Every line from the one containing "Target: beige trench coat" through the end of the data is to be copied exactly, and nothing outside that range.

*** DATA ***

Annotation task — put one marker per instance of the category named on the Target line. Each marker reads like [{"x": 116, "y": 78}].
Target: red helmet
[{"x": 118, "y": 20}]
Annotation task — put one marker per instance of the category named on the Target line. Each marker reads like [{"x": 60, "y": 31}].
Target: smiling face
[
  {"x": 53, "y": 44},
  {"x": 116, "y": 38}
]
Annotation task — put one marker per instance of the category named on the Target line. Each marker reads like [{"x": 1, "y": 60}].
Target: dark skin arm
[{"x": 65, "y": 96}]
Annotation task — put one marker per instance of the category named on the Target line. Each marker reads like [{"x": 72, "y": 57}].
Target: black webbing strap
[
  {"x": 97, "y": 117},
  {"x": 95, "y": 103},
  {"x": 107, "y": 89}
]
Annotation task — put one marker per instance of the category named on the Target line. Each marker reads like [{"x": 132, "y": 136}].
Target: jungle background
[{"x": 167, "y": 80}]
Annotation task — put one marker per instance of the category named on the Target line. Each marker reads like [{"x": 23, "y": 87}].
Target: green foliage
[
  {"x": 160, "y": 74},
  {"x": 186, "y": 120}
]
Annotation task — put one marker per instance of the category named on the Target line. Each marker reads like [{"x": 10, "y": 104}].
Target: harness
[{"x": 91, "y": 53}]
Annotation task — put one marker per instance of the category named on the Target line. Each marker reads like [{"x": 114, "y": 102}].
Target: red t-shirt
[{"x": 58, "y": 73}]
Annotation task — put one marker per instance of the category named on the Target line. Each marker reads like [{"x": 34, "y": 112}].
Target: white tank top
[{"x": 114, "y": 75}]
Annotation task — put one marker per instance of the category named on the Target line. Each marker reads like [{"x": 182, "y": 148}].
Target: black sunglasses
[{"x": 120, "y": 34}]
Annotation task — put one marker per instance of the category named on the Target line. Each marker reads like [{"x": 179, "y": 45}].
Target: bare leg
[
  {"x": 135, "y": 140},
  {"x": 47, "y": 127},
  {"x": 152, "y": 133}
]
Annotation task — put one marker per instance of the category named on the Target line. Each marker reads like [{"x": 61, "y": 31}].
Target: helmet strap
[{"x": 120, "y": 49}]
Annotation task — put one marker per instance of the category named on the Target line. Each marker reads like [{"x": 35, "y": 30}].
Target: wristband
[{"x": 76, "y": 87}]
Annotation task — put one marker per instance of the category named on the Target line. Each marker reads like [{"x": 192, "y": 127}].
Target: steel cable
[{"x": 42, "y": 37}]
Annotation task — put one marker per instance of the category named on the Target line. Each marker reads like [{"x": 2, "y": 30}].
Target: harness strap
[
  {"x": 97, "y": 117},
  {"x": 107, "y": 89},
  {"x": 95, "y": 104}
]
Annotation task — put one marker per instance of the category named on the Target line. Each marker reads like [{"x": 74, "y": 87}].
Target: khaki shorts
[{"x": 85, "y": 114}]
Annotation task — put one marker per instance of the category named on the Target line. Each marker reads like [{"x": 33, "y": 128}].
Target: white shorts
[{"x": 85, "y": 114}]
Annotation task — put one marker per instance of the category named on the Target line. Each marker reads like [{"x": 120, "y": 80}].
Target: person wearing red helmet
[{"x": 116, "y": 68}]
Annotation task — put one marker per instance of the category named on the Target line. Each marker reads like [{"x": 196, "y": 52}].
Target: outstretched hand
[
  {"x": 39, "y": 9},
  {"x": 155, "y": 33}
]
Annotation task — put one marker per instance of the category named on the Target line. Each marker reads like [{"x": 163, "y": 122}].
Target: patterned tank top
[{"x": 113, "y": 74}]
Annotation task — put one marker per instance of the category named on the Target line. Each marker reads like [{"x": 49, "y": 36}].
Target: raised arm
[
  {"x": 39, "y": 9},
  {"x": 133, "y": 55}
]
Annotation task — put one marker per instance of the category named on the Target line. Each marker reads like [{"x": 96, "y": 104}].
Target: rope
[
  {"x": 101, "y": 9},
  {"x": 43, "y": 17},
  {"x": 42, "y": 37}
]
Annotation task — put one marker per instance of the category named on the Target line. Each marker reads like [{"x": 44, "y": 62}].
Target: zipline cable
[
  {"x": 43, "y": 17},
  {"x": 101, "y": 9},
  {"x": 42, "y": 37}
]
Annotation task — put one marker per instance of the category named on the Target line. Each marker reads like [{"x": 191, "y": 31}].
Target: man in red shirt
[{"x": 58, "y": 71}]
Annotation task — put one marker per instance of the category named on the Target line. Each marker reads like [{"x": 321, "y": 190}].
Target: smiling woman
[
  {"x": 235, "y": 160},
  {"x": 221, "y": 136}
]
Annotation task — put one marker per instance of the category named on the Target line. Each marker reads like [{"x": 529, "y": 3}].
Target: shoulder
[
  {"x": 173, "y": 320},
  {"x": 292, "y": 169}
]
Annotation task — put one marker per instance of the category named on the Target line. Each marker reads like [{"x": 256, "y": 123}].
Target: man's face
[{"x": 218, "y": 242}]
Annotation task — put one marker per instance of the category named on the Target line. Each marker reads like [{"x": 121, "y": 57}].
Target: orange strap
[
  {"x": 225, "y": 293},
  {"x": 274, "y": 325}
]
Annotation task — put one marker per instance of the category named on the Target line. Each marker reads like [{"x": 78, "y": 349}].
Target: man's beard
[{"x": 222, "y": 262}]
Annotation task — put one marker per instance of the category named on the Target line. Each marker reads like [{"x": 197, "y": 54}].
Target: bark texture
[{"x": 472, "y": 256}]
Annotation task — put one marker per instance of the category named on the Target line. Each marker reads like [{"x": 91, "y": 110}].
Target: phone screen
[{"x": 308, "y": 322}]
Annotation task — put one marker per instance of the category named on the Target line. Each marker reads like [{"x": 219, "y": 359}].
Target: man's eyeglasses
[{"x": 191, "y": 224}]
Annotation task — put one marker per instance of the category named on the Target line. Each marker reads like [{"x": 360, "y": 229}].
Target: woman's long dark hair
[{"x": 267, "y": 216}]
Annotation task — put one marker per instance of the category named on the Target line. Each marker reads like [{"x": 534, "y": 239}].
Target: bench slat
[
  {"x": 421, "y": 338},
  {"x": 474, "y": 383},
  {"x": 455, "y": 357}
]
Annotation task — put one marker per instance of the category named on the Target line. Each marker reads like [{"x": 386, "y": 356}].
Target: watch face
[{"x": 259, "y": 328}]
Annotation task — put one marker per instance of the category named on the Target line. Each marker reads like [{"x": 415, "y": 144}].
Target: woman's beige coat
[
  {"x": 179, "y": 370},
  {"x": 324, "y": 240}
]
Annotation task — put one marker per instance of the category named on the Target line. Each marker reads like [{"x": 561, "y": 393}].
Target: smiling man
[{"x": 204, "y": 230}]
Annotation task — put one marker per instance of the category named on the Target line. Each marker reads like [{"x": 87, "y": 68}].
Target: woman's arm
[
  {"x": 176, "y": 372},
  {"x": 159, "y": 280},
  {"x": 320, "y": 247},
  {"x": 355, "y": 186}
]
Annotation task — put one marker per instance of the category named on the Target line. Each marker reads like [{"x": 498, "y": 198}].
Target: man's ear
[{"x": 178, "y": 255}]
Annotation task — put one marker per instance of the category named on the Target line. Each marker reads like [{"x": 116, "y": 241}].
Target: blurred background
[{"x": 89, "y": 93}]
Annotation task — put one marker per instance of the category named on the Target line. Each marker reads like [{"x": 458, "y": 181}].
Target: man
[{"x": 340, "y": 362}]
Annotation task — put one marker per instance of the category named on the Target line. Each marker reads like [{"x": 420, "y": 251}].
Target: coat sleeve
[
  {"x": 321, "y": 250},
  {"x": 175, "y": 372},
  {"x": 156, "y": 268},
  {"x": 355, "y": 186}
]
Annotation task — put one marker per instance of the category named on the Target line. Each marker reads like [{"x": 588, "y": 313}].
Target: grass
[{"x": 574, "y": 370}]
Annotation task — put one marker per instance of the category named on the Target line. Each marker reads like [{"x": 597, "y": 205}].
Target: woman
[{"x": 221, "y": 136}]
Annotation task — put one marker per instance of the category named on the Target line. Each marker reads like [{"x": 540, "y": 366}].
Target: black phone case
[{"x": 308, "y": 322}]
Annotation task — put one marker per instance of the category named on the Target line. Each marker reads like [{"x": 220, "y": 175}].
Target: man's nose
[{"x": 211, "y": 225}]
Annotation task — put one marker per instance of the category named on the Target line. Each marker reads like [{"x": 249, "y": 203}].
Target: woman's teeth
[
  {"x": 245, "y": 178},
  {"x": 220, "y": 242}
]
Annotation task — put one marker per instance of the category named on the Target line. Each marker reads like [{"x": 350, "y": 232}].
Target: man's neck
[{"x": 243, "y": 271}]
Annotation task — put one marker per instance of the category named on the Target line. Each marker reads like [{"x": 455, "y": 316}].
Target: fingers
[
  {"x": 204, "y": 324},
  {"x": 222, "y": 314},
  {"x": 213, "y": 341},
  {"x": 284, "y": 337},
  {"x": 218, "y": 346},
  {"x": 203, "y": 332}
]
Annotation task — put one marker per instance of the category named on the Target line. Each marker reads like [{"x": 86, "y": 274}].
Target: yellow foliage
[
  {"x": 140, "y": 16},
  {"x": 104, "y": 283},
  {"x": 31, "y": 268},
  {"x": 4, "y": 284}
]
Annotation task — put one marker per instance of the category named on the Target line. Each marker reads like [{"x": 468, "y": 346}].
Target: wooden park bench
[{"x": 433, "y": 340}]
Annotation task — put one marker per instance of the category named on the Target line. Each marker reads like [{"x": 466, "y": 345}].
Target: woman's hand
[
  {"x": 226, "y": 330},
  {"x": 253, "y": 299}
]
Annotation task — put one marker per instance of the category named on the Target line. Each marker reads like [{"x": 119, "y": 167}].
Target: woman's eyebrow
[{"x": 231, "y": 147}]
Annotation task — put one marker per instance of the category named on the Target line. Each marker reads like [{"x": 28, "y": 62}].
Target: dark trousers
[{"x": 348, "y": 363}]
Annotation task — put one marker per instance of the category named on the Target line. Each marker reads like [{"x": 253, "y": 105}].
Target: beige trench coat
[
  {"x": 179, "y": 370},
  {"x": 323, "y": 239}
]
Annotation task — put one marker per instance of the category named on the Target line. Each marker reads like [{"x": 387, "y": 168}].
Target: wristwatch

***

**SOLUTION FOR THIS EXERCISE:**
Target: beige trench coat
[
  {"x": 179, "y": 370},
  {"x": 323, "y": 239}
]
Annotation task — put one marker per instance of the category named on the Target line. Each marker reads like [{"x": 387, "y": 168}].
Target: wristwatch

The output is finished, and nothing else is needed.